Using the information
1 – In the photography blog post, what camera and lens were used to photograph the tree frogs?
2 – From the photography blog post, copy the passage from "1. It gives" to "more I photograph." word for word.
-- Text block follows --
Monday, March 26, 2012

The Fun of Collecting Photo Gear

How many times have you heard this from fellow photographers? “It is not the gear, it is the photographer”...

Yes, we all know that it is the photographer that truly makes the image. However, I have yet to see a photograph created with no equipment. We NEED our gear. Let’s face another reality. For some of us collecting all the gear is just plain fun! The gear might not make me a better photographer but it does do two things:

1. It gives me more options
  • I like the idea of traveling light but I also like the idea of having everything I could possibly need right there with me. The equipment should be used to give us photographic options. I have a motto. “It is better to have and don’t need than to need and don’t have.” I take everything to a wedding or portrait shoot. Most of it may remain in my vehicle or in a room at the church and will never be used. However, in the off chance that I need the extra equipment I have it available.
  • There is a caveat here though. Unless you really know your equipment too many options can be disruptive. You have to know your gear.
  • Here is an exception: If I going on a hike or photo walk I am a bit more weight conscious and try and travel as light as possible. For me the lighter I travel the more I photograph.

2. It satisfies my techie side!!
  • This may not be common knowledge to most of you but I am a geek… Shocking I know.  I try and keep my ear to the technology rail and I watch the rumor sites daily to see what new and cool gear may be coming out to help me with my photography.
When all is said and done collecting gear is part of what makes photography fun and it is OKAY to say so!!!

Sunday, March 25, 2012

Hanging with the Frogs

1/160 @ f/8
Most of you know I live near the Everglades National Park.  Well, last night I loaded the family up at about 8:00pm to head deep into the Glades at the prospect of photographing some tree frogs.  There are a couple of trees at one of the simple pull offs that were rumored to be loaded with the little rascals after dark.  I am very happy to report that those rumors were VERY true.

I knew that the light would be nonexistent so I decided to take a portrait lighting set up.  I brought a light stand, umbrella, and a flash (outfitted with Pocket Wizards for remote triggering).  There were a few challenges capturing these images but with a little patience I was able to overcome them.  The challenges included trying to get the camera tripod set up just right for the images, shining a light on the frogs to allow for focusing, getting the off camera lighting set up (very interesting in tight quarters with an umbrella), and swatting mosquitoes.  If you managed to get all that set up and working it was just a matter of moments before the little guys decided to jump to another location.  Normally I would have my wife help but we brought our son (who's 3).  It just didn't seem like a good idea to let him run free in the Everglades at night...  eh, call me an over protective father.

1/160 @ f/7.1
I used my Nikon D700 with a 105 f/2.8 macro lens.  The hardest part was dealing with the lack of light and the shallow depth of field when shooting macro.  Always remember, the closer you are to your subject the more compressed the depth of field becomes.  If you are shooting normally you know that an f/8 aperture gives you a considerable amount of DOF.  When you are shooting macro and you are very close to your subject the same f/8 will produces a very shallow DOF.  The images you see here were all shot between f/7.1 and f/8.  Just look at how everything in front of the eyes and everything behind the eyes falls quickly out of focus.
-- Text block concluded --
-- Dataset content follows --
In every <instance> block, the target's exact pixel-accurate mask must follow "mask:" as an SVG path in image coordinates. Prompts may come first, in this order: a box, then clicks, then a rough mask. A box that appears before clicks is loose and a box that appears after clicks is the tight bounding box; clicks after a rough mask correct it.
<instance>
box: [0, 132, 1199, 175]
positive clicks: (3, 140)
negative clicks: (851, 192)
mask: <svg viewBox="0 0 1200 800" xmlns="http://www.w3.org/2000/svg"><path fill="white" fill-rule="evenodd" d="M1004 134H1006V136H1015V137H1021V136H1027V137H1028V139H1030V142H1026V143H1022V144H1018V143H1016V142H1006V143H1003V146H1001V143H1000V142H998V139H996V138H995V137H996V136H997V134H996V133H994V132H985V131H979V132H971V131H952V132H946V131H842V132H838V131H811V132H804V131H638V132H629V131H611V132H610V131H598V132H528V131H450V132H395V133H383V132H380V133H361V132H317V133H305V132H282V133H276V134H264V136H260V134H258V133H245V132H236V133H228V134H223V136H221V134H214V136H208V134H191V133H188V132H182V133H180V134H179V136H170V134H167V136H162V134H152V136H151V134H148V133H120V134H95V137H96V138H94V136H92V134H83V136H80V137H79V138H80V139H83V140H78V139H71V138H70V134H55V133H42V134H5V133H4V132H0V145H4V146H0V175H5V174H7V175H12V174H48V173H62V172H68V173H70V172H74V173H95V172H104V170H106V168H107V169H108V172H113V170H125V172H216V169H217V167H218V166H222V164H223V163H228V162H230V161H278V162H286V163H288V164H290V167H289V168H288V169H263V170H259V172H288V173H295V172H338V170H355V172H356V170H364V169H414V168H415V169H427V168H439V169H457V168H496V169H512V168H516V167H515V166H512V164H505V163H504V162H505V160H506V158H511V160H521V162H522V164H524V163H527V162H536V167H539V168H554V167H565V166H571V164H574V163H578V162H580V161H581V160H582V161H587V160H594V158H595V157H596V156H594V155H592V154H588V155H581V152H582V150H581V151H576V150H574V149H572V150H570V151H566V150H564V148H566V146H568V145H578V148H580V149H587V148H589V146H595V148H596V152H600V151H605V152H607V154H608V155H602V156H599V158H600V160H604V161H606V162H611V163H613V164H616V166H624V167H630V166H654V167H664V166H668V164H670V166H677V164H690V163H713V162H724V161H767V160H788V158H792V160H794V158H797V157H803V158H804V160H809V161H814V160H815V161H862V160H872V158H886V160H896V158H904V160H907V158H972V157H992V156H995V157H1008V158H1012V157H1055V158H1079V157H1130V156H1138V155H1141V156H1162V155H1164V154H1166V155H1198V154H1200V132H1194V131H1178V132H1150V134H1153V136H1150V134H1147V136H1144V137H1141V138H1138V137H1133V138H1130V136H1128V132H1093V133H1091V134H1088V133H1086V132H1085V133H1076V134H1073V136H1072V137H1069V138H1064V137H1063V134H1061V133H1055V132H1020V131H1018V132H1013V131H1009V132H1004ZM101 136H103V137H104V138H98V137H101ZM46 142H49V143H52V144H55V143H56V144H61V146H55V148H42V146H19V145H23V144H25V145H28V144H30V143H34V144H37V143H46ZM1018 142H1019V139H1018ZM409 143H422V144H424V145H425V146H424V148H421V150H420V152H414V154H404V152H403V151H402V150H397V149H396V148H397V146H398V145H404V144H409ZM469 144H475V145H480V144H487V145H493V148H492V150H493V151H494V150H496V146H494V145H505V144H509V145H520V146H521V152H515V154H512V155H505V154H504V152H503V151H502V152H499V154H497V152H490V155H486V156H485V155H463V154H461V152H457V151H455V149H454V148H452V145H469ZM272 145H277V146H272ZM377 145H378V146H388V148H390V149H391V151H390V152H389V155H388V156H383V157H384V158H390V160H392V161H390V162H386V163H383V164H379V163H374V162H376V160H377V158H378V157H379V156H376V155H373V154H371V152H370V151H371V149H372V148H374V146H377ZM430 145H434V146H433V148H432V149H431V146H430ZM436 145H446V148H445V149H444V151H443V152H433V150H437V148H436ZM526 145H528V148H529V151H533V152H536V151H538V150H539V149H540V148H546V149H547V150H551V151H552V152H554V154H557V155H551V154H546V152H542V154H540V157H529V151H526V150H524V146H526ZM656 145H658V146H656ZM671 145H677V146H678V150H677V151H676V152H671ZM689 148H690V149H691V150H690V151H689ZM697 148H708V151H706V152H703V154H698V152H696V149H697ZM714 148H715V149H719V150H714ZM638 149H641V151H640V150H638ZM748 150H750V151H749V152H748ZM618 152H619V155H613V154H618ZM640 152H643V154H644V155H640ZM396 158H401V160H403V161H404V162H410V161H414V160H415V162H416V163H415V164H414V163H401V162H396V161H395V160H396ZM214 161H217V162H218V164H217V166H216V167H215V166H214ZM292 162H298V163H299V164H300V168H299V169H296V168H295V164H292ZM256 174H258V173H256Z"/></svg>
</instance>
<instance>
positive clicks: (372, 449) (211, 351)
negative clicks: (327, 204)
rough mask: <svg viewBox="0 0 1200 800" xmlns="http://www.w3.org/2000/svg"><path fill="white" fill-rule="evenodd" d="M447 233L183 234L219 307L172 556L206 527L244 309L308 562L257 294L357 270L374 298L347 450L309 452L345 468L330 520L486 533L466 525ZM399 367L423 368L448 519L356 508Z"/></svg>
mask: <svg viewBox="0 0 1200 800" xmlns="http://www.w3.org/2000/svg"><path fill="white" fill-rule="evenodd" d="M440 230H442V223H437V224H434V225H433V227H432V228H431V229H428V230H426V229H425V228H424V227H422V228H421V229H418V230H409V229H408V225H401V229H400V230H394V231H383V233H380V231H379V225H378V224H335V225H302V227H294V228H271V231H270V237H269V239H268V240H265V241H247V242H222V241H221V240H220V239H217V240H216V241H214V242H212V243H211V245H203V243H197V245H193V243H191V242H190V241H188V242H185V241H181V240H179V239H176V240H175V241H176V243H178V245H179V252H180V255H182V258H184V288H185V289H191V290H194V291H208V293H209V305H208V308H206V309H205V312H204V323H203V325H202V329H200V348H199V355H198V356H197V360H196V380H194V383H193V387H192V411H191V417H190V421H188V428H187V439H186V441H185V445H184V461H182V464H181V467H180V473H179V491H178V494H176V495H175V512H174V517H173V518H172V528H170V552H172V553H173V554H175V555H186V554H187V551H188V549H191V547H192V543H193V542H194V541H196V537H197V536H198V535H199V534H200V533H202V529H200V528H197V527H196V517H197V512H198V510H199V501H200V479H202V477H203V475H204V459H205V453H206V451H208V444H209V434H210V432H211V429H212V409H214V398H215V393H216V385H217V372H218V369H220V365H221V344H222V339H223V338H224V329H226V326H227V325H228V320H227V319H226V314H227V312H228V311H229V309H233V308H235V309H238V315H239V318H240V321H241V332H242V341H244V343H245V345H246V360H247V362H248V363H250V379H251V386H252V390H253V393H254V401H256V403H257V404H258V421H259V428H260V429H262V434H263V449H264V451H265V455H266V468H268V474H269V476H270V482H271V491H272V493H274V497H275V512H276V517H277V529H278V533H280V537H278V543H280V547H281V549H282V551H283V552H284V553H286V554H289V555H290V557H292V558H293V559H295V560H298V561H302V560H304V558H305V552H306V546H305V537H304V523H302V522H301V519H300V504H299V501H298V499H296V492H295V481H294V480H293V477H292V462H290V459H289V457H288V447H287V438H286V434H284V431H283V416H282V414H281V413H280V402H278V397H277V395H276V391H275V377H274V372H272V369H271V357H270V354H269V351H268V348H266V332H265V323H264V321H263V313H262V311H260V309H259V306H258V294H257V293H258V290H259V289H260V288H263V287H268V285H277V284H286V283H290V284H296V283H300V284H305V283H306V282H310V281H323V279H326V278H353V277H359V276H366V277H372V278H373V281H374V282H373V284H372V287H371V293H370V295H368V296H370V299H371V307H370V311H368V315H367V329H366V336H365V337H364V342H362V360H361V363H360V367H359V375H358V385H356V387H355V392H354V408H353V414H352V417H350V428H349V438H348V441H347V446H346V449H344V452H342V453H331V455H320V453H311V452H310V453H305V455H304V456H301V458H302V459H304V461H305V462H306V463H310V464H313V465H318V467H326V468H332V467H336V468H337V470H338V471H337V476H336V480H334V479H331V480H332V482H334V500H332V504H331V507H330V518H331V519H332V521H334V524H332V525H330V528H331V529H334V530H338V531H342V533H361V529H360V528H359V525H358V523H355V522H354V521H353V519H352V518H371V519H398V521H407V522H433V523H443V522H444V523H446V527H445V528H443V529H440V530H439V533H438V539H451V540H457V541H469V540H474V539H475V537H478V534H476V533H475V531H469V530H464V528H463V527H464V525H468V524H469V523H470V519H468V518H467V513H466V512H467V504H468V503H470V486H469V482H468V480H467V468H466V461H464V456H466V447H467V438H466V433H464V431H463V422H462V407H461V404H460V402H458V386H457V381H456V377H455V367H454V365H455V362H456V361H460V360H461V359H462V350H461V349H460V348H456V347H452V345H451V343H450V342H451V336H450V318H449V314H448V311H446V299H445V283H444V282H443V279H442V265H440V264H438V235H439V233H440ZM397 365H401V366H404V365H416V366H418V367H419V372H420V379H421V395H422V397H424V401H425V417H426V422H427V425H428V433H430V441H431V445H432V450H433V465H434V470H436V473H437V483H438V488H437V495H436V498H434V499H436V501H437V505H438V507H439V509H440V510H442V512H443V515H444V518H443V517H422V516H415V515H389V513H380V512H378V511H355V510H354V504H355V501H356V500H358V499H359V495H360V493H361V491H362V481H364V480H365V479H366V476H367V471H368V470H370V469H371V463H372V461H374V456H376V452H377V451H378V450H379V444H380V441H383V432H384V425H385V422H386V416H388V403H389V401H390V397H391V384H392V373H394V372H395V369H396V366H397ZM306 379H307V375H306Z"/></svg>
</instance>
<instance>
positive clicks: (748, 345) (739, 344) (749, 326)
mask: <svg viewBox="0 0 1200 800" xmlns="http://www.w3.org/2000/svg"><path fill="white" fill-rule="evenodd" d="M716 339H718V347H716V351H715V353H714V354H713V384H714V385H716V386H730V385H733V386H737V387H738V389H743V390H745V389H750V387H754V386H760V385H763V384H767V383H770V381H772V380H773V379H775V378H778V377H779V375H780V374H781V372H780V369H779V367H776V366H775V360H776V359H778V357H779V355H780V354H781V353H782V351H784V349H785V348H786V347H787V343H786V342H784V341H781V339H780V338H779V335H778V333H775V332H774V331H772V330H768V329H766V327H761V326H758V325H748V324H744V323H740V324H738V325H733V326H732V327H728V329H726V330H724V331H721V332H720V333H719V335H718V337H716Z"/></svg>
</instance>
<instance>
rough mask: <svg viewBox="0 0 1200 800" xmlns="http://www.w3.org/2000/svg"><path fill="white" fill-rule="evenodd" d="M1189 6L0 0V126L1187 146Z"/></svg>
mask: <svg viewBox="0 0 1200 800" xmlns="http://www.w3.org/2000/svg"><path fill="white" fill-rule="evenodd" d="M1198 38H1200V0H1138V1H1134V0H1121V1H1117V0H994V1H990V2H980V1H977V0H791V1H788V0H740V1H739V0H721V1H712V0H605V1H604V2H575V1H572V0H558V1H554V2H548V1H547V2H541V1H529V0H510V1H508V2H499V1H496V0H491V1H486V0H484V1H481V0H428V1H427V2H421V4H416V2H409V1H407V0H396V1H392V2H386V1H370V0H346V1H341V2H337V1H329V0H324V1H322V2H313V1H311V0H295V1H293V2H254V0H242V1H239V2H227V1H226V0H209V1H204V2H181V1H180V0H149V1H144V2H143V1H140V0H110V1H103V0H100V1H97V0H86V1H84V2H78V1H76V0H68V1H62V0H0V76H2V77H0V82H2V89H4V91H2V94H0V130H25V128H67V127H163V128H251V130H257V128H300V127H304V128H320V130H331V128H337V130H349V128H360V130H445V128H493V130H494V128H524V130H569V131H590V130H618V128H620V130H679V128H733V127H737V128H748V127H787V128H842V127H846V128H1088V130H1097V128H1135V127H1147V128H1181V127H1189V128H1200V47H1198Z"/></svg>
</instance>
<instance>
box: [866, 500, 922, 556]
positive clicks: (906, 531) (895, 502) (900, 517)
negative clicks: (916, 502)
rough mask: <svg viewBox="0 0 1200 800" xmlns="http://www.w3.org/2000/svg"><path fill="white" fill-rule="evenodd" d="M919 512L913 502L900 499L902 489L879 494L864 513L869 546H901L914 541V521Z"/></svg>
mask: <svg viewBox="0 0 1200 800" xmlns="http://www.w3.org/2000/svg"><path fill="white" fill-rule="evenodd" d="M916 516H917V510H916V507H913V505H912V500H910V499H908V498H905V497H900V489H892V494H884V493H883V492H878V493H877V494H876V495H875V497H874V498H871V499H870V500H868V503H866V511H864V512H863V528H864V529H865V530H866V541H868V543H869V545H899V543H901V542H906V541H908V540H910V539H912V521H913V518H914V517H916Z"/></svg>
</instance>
-- Dataset content concluded --
Answers by task
1 – A Nikon D700 with a 105 f/2.8 macro lens.

2 –
1. It gives me more options
  • I like the idea of traveling light but I also like the idea of having everything I could possibly need right there with me. The equipment should be used to give us photographic options. I have a motto. “It is better to have and don’t need than to need and don’t have.” I take everything to a wedding or portrait shoot. Most of it may remain in my vehicle or in a room at the church and will never be used. However, in the off chance that I need the extra equipment I have it available.
  • There is a caveat here though. Unless you really know your equipment too many options can be disruptive. You have to know your gear.
  • Here is an exception: If I going on a hike or photo walk I am a bit more weight conscious and try and travel as light as possible. For me the lighter I travel the more I photograph.